Transcribe precisely those lines of the listing that fall between the line containing "Task: tag the white" and the last line, inclusive of both.
--- start Provided information ---
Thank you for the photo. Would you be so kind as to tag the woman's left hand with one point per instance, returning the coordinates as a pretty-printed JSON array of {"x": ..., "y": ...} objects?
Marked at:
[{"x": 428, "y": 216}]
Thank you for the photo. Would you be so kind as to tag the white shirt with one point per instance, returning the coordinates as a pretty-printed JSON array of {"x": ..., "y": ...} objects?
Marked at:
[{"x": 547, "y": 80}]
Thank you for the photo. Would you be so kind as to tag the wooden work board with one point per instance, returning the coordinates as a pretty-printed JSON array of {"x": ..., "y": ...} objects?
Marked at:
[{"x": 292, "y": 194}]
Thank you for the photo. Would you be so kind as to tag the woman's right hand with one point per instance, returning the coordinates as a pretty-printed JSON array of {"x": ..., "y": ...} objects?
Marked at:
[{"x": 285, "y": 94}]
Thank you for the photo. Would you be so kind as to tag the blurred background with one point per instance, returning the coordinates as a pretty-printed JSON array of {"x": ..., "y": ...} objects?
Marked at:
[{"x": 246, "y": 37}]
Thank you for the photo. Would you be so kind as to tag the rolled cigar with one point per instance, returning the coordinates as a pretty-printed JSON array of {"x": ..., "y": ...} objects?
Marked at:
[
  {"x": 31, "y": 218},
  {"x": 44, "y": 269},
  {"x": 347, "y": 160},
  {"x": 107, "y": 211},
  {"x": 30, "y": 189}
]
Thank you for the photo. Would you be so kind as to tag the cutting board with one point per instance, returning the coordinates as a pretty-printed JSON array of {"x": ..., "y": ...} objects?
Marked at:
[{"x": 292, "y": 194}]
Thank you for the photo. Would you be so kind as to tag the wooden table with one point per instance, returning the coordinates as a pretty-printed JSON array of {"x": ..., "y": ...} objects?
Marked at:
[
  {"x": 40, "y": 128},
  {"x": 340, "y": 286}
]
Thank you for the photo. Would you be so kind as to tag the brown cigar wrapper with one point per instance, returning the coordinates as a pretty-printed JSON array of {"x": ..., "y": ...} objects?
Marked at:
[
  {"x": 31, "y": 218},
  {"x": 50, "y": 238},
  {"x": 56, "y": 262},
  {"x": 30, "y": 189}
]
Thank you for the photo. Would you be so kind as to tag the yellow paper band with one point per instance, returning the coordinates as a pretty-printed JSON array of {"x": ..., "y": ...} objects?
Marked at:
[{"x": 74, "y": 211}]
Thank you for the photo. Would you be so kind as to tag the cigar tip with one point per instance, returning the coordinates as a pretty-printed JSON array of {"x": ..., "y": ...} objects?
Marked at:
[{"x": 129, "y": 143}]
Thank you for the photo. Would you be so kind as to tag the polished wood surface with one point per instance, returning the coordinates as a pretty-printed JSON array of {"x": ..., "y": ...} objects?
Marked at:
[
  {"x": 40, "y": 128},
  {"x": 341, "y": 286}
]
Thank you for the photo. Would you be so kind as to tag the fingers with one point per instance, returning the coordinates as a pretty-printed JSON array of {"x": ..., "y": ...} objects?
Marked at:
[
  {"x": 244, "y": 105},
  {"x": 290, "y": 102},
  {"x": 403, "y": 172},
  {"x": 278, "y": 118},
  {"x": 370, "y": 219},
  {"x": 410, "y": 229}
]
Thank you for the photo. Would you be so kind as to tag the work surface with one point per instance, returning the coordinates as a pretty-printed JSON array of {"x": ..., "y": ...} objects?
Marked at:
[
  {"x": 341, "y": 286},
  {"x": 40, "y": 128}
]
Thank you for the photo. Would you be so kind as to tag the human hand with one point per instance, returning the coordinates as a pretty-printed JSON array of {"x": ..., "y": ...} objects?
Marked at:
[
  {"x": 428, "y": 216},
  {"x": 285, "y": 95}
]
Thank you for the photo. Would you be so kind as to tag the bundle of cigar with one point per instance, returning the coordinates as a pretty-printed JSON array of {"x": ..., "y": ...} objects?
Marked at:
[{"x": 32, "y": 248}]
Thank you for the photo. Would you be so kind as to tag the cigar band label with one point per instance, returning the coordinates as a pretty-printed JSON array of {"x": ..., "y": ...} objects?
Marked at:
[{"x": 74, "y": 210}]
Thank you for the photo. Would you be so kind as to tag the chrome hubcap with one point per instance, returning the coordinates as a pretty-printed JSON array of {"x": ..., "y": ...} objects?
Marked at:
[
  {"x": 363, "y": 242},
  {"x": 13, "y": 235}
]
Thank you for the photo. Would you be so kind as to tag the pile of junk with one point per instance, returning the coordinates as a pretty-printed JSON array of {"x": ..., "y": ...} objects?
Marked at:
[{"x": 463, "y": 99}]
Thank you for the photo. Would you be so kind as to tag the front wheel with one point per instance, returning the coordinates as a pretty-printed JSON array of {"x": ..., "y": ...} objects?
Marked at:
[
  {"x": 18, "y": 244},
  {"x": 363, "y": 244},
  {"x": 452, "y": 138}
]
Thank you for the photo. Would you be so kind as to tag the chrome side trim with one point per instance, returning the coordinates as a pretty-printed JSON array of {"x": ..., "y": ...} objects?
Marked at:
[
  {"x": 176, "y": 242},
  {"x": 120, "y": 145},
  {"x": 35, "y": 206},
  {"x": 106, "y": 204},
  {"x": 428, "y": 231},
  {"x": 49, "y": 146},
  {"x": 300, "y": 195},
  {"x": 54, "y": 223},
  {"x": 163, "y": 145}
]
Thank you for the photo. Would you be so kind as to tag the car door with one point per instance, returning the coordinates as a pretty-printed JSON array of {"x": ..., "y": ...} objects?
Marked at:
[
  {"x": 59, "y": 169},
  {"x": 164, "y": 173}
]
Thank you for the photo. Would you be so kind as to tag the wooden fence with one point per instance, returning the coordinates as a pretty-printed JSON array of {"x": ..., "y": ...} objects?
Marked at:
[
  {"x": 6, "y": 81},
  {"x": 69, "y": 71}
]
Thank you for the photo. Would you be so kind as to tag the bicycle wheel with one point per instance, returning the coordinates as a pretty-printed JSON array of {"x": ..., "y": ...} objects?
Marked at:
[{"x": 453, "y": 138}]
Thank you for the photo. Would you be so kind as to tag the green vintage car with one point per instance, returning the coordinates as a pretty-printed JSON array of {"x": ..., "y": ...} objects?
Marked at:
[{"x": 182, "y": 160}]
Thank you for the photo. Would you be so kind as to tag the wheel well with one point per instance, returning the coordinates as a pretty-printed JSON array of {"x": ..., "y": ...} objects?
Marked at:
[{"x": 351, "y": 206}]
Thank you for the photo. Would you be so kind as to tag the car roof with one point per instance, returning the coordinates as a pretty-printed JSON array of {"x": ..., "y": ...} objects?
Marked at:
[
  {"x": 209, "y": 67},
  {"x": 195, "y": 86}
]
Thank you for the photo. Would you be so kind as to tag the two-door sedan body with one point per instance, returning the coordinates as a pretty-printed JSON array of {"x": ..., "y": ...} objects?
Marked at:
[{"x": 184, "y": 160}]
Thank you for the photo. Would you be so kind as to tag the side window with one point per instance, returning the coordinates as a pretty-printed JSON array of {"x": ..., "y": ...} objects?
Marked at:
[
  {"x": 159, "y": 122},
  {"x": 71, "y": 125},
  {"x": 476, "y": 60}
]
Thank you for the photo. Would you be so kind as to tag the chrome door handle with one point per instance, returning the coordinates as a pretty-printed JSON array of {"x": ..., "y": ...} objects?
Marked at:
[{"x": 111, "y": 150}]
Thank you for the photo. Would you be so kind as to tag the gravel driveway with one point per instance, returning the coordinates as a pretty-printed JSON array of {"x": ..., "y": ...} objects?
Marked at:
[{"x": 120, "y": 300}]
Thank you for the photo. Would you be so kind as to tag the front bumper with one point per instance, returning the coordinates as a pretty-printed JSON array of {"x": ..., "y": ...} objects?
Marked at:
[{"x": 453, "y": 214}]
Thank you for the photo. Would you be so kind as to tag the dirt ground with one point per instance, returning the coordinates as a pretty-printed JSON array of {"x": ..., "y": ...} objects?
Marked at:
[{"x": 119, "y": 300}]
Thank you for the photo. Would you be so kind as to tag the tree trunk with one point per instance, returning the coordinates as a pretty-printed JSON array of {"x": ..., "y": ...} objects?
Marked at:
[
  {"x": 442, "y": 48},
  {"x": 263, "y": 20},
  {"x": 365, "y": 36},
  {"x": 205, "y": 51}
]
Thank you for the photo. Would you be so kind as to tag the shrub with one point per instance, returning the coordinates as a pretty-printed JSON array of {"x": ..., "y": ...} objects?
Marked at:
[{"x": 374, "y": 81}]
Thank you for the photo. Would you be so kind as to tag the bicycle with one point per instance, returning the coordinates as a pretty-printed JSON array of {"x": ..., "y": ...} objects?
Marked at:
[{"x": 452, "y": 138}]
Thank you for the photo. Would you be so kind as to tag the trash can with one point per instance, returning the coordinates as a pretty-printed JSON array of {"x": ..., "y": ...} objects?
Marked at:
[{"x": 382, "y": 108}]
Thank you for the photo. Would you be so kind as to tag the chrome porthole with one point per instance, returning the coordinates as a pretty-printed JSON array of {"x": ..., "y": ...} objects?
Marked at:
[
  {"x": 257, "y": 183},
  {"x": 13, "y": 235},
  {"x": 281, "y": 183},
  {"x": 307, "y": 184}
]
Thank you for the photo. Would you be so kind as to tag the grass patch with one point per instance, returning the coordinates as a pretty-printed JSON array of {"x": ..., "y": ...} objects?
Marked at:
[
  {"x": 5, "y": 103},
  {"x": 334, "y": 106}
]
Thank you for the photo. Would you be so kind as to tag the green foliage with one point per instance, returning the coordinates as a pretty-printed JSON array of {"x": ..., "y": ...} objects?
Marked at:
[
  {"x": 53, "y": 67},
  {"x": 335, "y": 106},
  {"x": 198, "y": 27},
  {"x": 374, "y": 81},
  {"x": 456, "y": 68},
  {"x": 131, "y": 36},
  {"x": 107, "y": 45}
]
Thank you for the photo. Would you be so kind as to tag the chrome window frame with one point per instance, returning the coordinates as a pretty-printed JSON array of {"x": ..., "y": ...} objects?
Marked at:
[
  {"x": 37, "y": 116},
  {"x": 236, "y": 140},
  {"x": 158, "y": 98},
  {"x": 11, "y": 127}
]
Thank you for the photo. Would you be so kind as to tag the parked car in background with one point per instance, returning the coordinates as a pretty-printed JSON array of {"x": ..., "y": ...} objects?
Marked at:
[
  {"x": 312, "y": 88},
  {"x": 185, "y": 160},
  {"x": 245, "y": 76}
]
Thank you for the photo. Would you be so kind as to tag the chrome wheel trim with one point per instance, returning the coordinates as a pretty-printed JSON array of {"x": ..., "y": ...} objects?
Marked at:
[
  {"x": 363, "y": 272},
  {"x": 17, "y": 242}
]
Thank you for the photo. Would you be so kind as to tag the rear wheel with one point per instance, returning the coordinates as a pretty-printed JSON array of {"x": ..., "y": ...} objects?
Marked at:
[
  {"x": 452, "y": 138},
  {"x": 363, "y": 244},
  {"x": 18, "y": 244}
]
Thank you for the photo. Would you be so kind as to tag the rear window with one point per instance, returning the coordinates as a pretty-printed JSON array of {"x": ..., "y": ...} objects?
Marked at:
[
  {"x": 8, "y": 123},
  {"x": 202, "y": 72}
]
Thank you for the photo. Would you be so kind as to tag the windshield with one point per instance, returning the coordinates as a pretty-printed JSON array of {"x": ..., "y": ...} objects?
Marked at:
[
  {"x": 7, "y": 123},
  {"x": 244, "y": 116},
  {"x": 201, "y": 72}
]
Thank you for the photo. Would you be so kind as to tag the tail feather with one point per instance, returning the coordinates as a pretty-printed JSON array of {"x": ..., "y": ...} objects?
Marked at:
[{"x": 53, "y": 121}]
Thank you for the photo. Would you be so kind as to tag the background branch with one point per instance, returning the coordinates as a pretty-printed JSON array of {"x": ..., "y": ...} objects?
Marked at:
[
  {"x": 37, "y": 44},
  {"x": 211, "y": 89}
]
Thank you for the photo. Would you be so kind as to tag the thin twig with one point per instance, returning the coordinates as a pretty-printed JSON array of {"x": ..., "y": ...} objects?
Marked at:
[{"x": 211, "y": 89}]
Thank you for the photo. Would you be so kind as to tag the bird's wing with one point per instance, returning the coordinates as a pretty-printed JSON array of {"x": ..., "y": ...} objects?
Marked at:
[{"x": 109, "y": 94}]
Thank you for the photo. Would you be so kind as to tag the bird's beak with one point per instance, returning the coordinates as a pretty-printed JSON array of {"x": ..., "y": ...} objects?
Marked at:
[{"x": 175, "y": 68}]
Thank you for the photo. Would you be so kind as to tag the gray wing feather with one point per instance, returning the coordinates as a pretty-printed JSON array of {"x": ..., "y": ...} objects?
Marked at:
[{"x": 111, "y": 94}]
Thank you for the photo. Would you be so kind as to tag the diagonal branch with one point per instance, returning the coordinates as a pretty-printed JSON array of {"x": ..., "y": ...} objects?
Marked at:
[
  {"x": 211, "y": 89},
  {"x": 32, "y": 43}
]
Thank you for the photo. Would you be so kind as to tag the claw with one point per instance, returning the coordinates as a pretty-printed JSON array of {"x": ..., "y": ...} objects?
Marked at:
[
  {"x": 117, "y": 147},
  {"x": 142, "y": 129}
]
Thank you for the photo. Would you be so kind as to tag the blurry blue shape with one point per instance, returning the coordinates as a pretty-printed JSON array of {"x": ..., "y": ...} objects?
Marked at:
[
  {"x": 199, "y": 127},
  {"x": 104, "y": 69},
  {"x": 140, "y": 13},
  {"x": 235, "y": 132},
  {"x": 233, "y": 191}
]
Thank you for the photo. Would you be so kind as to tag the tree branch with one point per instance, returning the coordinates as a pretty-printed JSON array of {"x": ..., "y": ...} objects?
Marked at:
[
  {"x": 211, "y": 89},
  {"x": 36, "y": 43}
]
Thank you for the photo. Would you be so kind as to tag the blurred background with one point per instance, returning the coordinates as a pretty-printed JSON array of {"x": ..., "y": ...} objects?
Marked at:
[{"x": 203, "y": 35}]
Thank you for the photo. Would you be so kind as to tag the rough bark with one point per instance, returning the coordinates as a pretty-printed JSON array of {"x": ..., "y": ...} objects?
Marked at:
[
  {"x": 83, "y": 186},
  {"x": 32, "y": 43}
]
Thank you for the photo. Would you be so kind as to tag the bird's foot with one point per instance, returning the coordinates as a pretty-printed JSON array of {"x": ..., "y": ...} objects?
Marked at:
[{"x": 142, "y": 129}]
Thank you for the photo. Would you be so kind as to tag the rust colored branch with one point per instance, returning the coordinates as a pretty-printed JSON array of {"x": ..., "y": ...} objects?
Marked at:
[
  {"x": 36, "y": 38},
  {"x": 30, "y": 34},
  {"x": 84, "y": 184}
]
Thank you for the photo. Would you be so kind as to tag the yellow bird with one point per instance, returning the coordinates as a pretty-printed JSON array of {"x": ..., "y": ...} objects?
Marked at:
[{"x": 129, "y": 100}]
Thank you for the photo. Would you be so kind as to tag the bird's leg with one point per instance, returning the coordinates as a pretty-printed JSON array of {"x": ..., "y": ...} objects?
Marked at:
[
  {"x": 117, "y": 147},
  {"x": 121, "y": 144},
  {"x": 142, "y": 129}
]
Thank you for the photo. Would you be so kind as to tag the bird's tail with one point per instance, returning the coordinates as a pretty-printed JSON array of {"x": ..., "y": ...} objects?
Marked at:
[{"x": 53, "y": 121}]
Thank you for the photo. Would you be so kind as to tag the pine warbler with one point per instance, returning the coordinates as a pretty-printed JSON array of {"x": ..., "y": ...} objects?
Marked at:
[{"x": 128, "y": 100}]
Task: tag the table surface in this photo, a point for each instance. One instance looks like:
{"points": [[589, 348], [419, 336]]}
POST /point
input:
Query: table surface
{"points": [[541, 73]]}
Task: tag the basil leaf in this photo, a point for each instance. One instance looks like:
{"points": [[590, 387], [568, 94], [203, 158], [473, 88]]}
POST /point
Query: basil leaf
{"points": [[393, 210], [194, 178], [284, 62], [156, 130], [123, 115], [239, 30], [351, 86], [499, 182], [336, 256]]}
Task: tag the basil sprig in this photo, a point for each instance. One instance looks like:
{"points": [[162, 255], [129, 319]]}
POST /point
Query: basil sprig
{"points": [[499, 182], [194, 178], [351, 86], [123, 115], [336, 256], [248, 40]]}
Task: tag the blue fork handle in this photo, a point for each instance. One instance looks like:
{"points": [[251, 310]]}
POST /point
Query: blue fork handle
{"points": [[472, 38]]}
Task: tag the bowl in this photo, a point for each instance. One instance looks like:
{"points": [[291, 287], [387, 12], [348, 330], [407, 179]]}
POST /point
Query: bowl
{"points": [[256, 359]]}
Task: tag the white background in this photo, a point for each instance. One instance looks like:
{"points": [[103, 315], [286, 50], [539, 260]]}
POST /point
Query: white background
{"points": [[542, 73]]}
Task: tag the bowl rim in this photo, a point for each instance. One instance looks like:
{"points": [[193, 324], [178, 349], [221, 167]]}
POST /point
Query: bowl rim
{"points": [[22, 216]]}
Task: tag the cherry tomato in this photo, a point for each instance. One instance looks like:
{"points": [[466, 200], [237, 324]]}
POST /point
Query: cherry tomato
--- end Provided information ---
Solution:
Task: tag the white background in this photo, a point for each instance. One instance looks like:
{"points": [[103, 315], [286, 50], [539, 260]]}
POST /point
Query: white background
{"points": [[542, 73]]}
Task: tag the bowl rim in this photo, a point for each instance. One instance looks like:
{"points": [[193, 324], [178, 349], [221, 167]]}
POST /point
Query: bowl rim
{"points": [[22, 216]]}
Task: tag the cherry tomato in this photo, a point for each instance. One instance looks like:
{"points": [[466, 200], [237, 324]]}
POST /point
Query: cherry tomato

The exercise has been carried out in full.